◆ WRITTEN REQUEST A ◆
Copy the destroyer text from "Description: These fast" to "in strike warfare.", replacing "warships" with "vessels".

◆ SOURCE EXCERPT ◆
***

Destroyers - DD, DDG

Description: These fast warships help safeguard larger ships in a fleet or battle group.

Features: Destroyers and guided missile destroyers operate in support of carrier battle groups, surface action groups, amphibious groups and replenishment groups. Destroyers primarily perform anti-submarine warfare duty while guided missile destroyers are multi-mission (ASW, anti-air and anti-surface warfare) surface combatants. The addition of the Mk-41 Vertical Launch System or

 Armored Box Launchers (ABLs) to many Spruance-class destroyers has greatly expanded the role of the destroyer in strike warfare.

Background: Technological advances have improved the capability of modern destroyers culminating in the Arleigh Burke (DDG 51) class. Named for the Navy's most famous destroyer squadron combat commander and three-time Chief of Naval Operations, the Arleigh Burke was commissioned July 4, 1991 and was the most powerful surface combatant ever put to sea. Like the larger Ticonderoga class cruisers, DDG 51's combat systems center around the Aegis combat system and the SPY-lD, multi-function phased array radar. The combination of Aegis, the Vertical Launching System, an advanced anti-submarine warfare system, advanced anti-aircraft missiles and Tomahawk ASM/LAM, the Burke class continues the revolution at sea.

***

◆ DATA ROWS ◆
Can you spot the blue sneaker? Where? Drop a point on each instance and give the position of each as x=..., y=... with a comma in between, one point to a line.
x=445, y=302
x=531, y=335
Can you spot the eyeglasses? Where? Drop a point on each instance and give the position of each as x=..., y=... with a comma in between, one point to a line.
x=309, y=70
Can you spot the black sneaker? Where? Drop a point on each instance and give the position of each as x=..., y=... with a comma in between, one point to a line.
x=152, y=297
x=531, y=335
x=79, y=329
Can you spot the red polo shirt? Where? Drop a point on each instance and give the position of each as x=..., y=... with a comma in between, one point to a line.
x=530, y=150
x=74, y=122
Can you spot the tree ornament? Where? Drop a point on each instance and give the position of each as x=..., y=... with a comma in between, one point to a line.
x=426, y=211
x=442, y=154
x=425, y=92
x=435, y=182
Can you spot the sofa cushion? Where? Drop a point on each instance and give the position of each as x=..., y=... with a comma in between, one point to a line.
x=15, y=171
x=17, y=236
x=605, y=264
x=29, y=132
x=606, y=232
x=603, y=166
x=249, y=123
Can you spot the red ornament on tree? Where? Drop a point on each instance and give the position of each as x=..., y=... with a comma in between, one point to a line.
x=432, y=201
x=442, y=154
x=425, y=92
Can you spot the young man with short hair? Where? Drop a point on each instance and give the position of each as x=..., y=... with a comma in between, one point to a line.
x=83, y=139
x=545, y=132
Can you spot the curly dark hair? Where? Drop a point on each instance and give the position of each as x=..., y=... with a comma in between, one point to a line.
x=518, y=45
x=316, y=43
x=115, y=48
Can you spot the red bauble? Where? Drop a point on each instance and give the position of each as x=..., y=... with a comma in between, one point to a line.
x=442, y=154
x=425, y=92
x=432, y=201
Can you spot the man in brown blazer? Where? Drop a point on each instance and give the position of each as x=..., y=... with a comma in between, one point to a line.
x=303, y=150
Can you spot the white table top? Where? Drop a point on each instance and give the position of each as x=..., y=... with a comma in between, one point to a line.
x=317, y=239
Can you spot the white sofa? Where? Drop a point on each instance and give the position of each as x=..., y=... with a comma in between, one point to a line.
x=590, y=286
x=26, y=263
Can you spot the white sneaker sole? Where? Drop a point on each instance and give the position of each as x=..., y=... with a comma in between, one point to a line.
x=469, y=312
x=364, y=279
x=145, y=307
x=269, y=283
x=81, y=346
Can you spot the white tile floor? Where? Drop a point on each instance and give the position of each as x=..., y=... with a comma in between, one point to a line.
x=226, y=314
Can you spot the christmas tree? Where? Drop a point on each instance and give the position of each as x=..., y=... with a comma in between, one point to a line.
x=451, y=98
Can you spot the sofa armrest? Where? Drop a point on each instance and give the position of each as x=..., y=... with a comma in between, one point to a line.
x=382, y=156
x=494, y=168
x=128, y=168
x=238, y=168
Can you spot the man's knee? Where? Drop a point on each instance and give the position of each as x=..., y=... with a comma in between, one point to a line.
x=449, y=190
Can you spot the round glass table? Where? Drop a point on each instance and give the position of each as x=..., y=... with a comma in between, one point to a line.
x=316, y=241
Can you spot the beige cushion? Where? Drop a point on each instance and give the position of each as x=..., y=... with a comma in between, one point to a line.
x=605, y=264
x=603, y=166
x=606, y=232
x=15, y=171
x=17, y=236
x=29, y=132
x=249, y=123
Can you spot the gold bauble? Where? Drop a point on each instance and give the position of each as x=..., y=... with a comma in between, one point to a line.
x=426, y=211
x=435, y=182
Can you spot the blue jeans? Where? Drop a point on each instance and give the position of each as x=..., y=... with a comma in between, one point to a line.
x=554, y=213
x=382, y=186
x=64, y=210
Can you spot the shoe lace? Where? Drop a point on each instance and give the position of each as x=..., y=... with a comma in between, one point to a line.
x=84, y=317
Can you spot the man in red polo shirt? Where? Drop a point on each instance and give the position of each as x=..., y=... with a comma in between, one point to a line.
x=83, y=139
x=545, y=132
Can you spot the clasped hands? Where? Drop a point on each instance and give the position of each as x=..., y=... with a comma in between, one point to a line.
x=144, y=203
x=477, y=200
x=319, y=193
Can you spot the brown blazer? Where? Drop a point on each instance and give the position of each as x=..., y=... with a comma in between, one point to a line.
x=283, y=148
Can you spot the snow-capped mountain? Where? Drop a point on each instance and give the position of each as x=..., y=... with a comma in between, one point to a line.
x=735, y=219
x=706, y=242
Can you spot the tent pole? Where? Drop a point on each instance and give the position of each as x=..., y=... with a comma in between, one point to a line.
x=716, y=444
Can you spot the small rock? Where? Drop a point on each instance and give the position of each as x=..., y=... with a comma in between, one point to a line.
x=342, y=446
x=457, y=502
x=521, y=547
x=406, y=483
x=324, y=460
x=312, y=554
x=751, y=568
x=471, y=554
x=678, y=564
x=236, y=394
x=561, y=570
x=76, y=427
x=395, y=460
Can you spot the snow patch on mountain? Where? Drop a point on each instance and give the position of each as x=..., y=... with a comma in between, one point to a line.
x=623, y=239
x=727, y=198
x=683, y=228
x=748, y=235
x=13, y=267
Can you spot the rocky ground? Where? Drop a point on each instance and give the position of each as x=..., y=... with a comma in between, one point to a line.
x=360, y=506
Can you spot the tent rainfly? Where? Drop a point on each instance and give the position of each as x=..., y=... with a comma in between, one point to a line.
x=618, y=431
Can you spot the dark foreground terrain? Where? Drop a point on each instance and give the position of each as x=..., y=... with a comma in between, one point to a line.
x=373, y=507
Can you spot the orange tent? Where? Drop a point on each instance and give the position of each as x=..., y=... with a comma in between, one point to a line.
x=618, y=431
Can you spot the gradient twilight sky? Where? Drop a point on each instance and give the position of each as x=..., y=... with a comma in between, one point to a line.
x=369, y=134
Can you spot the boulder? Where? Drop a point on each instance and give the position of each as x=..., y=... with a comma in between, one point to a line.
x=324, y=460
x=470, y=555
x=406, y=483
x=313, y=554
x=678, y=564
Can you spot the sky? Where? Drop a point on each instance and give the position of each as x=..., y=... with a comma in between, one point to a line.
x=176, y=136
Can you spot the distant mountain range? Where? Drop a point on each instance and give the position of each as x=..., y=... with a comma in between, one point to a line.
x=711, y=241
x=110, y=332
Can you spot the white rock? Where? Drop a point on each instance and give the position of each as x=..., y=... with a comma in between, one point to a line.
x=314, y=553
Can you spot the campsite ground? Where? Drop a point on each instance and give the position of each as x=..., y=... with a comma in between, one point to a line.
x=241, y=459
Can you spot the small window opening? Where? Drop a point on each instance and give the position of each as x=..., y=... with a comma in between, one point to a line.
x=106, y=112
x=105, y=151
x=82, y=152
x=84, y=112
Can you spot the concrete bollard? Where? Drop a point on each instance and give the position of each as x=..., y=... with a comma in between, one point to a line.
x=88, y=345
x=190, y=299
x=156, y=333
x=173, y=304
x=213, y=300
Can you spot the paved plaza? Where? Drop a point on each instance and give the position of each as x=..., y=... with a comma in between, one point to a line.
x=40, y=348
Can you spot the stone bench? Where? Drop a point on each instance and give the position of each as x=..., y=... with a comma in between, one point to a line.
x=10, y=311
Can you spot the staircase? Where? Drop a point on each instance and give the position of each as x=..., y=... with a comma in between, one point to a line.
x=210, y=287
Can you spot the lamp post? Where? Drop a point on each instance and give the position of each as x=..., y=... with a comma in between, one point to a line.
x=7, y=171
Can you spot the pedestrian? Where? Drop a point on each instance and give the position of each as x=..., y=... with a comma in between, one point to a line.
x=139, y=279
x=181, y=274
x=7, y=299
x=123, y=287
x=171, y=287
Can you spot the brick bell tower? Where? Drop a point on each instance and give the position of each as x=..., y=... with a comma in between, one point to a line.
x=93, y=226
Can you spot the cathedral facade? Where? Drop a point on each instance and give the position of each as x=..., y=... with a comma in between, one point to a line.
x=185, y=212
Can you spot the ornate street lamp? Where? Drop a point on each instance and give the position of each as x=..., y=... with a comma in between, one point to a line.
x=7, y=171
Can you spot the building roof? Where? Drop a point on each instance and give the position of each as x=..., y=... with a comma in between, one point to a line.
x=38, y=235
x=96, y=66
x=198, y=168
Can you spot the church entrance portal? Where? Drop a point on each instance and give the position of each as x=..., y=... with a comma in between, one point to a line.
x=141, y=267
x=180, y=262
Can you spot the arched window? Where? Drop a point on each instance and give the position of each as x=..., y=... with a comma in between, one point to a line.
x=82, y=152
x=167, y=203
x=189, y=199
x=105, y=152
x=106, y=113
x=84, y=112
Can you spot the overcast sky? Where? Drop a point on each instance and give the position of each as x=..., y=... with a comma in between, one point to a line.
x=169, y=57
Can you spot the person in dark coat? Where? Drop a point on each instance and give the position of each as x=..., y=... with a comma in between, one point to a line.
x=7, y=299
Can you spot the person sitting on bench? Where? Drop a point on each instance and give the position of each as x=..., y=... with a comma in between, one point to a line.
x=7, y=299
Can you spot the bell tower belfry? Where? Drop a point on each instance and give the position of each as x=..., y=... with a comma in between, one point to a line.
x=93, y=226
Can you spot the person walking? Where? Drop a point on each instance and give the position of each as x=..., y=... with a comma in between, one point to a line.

***

◆ WRITTEN REQUEST B ◆
Put the records from the line with "Can you spot the black" to the line with "x=74, y=122" into a two-column CSV with the headers input and output, one row per record. Quote each field and turn its line breaks into spaces.

◆ PROBLEM SOLUTION A ◆
Description: These fast vessels help safeguard larger ships in a fleet or battle group.

Features: Destroyers and guided missile destroyers operate in support of carrier battle groups, surface action groups, amphibious groups and replenishment groups. Destroyers primarily perform anti-submarine warfare duty while guided missile destroyers are multi-mission (ASW, anti-air and anti-surface warfare) surface combatants. The addition of the Mk-41 Vertical Launch System or

 Armored Box Launchers (ABLs) to many Spruance-class destroyers has greatly expanded the role of the destroyer in strike warfare.

◆ PROBLEM SOLUTION B ◆
input,output
"Can you spot the black sneaker? Where? Drop a point on each instance and give the position of each as x=..., y=... with a comma in between, one point to a line.","x=152, y=297 x=531, y=335 x=79, y=329"
"Can you spot the red polo shirt? Where? Drop a point on each instance and give the position of each as x=..., y=... with a comma in between, one point to a line.","x=530, y=150 x=74, y=122"